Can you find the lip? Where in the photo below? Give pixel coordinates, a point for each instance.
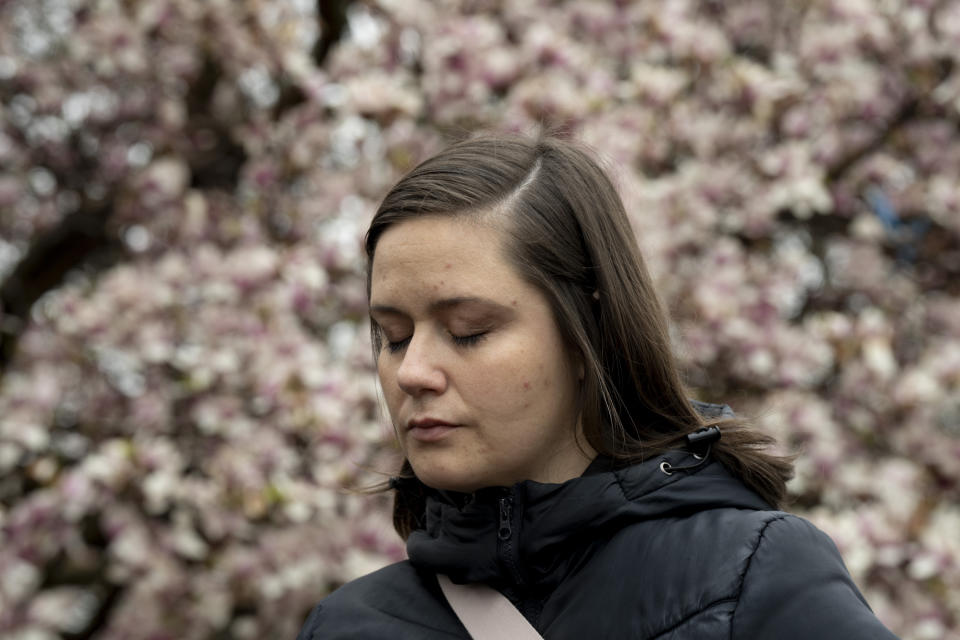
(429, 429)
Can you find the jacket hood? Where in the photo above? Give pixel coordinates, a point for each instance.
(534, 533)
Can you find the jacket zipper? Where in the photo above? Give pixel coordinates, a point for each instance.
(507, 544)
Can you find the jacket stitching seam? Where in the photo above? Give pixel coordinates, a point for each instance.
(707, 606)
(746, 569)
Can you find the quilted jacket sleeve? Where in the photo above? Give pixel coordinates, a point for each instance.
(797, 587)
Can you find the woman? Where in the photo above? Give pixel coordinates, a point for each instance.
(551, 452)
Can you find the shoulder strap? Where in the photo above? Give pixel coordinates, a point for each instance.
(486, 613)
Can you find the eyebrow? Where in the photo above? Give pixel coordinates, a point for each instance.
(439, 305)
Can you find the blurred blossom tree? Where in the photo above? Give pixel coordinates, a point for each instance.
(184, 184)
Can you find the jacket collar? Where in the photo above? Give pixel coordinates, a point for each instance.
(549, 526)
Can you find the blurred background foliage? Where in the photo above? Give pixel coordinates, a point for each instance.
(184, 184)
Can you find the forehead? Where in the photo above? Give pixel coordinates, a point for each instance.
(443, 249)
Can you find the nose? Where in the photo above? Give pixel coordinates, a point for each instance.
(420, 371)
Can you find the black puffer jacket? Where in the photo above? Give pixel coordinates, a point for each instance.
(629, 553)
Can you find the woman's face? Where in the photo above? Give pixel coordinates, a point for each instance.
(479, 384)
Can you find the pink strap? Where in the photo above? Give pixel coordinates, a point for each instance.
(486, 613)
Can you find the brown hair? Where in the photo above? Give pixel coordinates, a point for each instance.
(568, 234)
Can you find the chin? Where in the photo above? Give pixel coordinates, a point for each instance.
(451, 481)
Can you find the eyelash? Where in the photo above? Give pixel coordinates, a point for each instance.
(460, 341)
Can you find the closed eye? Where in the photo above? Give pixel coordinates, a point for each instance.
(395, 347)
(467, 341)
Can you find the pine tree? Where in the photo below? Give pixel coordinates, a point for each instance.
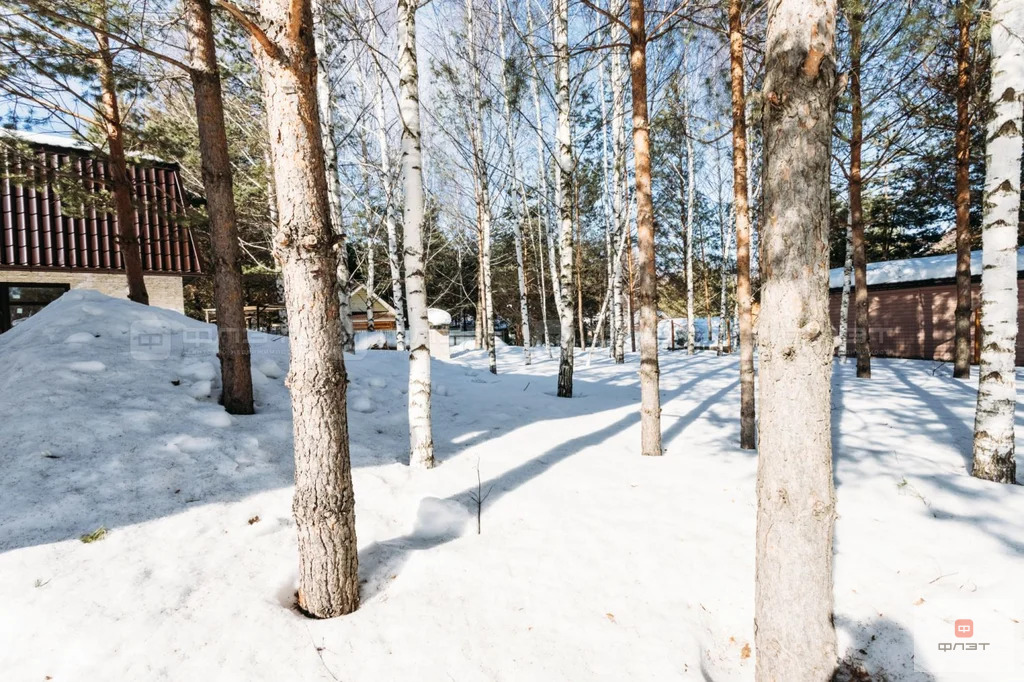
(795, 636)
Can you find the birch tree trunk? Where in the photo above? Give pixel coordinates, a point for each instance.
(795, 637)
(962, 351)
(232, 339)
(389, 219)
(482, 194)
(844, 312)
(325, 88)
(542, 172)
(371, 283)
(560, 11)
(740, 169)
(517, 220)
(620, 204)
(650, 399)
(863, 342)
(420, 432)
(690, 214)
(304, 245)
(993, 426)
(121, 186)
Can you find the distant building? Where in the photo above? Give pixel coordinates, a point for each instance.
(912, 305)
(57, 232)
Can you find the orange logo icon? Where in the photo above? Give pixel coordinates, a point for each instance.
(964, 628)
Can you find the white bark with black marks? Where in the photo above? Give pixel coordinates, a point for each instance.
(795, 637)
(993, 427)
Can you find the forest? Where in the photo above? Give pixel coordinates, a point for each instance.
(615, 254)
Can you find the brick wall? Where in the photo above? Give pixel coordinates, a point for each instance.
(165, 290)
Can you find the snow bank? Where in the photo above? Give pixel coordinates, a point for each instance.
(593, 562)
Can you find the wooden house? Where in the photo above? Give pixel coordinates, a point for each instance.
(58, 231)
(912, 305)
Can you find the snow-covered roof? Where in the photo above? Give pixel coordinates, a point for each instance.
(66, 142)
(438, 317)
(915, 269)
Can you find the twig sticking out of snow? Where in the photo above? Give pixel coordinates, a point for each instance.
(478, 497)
_ _ _
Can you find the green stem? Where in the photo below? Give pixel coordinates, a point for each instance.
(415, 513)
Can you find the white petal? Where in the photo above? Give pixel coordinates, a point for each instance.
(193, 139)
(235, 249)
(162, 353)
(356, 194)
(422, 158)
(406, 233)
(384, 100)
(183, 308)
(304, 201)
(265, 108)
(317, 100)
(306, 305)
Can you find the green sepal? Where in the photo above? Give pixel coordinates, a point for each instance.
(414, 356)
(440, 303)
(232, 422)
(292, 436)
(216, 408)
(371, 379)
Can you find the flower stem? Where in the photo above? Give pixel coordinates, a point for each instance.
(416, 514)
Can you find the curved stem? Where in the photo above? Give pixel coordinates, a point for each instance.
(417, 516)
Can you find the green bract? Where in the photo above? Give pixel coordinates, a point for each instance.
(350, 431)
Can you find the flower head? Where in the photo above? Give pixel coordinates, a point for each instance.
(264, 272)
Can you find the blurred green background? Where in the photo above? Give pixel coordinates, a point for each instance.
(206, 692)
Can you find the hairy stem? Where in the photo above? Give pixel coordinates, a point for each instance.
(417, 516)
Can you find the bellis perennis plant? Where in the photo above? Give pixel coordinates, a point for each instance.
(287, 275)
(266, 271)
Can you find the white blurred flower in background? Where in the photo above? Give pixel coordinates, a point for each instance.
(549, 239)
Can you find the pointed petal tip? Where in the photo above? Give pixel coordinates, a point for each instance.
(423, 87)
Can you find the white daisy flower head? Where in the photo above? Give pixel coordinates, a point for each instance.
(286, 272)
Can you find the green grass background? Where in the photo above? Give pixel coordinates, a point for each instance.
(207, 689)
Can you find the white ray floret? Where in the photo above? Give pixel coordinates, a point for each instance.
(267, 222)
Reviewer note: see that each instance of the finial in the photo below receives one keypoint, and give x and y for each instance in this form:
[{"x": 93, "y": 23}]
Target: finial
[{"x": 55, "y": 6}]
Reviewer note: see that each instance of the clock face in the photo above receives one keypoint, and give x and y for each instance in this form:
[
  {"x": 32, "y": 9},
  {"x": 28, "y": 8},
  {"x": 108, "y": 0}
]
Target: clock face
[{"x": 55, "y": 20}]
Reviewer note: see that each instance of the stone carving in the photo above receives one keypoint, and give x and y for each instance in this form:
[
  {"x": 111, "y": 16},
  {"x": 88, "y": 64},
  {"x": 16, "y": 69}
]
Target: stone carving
_ _ _
*WORK REQUEST*
Every line in the listing that holds the string "receives" should be copied out.

*TASK ANSWER*
Reviewer note: see that each instance of the finial in the photo below receives one keypoint, and give x and y for each instance in this form:
Reviewer note: see that each instance of the clock face in the photo above receives one keypoint, and give x and y for each instance in this form:
Reviewer note: see that each instance of the stone carving in the photo above receives one keypoint, and give x and y for each instance in this form:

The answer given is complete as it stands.